▶ **Brief**
Give every line of the records below as a JSON list of strings, one string per line. Omit blank lines and leave the pictures out of the answer.
──────── Listed records ────────
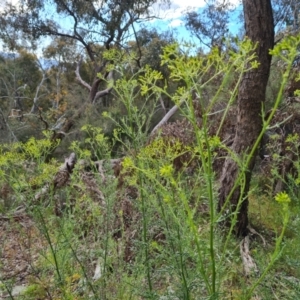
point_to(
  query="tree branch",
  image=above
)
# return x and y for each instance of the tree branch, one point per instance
(78, 77)
(165, 119)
────────
▶ **Solved problem**
[
  "point_to(",
  "  query=\"tree branch\",",
  "  image=above",
  ")",
  "# return x and y for each instance of the tree branch, one point per instance",
  "(78, 77)",
  "(165, 119)"
]